*Source document:*
%%

Dubai’s tourism and hospitality sector continued its recovery in June, with more than double the number of international visitors to the emirate than in June 2021. However the numbers were 15 per cent less than the H1 2019 levels, a report said.
In the first half of this year, 7.12 million people visited Dubai (staying at least one night), up 183 per cent yoy, according to an Emirates NBD report.
India remains the largest source market in the first half of this year, having been briefly displaced from the top spot in February by Saudi Arabia. Oman was in second place followed by Saudi Arabia and the UK.
Pent-up demand in GCC states has resulted in a surge in visitors from within the region compared with H1 2021, when many travel restrictions were still in place. Russia is in fifth place, with 309,000 visitors in the first six months of the year. However, the number of visitors from Russia has declined since March, following the outbreak of the war in Ukraine, the report prepared by Khatija Haque said.
Hotel occupancy declined to 63 per cent in June from 73 per cent in May. For the first half of 2022, hotel occupancy averaged 73.5 per cent in Dubai, only slightly below H1 2019 (75.1 per cent) and a significant improvement on 2020 and 2021. Importantly, revenue per available room (RevPar) rose to $147 in H1 2022, 21 per cent higher than H1 2019 despite a 22 per cent increase in the number of hotel rooms in the emirate since then.
The rebound in tourism to Dubai is in line with broader trends in international air passenger traffic this year, as global restrictions on travel have eased. Data from IATA show that global air passenger volumes were just 30 per cent below 2019 levels in June, having gradually recovered from mid-2020.

%%

*Dataset records:*
%%

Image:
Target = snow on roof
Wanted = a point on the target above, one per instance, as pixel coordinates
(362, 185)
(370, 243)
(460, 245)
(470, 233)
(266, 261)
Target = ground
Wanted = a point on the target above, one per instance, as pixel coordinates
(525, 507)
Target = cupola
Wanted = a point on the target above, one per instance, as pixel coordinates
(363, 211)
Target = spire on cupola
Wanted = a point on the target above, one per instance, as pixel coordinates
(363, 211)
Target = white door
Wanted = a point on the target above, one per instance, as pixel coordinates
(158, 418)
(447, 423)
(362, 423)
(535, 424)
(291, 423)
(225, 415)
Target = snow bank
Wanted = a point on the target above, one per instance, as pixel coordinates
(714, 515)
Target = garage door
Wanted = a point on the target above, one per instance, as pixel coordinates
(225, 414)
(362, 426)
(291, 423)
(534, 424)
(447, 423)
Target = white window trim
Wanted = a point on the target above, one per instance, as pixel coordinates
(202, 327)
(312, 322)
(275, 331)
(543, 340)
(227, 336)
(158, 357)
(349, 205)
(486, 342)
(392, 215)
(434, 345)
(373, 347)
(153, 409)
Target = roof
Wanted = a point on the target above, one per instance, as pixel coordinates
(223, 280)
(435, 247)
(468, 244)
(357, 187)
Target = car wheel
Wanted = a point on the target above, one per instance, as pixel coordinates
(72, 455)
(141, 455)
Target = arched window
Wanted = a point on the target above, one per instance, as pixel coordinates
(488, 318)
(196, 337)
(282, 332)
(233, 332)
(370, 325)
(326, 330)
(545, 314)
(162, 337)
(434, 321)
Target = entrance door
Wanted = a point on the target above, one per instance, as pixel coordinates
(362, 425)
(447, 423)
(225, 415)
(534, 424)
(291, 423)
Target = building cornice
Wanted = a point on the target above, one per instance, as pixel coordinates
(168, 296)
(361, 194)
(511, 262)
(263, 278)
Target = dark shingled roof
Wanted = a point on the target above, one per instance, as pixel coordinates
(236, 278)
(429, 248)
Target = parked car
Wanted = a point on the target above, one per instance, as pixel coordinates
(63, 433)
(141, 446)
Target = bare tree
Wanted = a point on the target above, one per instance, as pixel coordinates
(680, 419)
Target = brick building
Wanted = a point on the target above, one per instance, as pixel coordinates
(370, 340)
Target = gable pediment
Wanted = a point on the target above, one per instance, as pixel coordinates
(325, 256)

%%

*Check your understanding:*
1) Translate this sentence from the article on Dubai tourism into Spanish: "Oman was in second place followed by Saudi Arabia and the UK."
2) Carry on the article on Dubai tourism from its last sentence.

*Answers by item:*
1) Omán estaba en segundo lugar, seguido de Arabia Saudita y el Reino Unido.

2)
Asian markets have been relatively slow to recover, with international travel restrictions in key markets such as China still in place or easing only gradually. However, as these Asia Pacific markets do reopen for international travel, demand from these regions may help to offset the headwinds posed by higher inflation and borrowing costs in other markets, the report said.
While tourism in Dubai in H2 is likely to be buoyed by the world cup in Qatar later this year, and the above-mentioned broader recovery in international travel, the strength of the dollar may prove a headwind for firms in the UAE, it said.
Around half of Dubai’s international visitors come from emerging markets where currencies have depreciated this year, making Dubai a relatively more expensive destination than Europe, the UK and Asia. High inflation and borrowing costs have also eroded purchasing power for consumers globally and may weigh on tourism demand in H2 2022, the report added.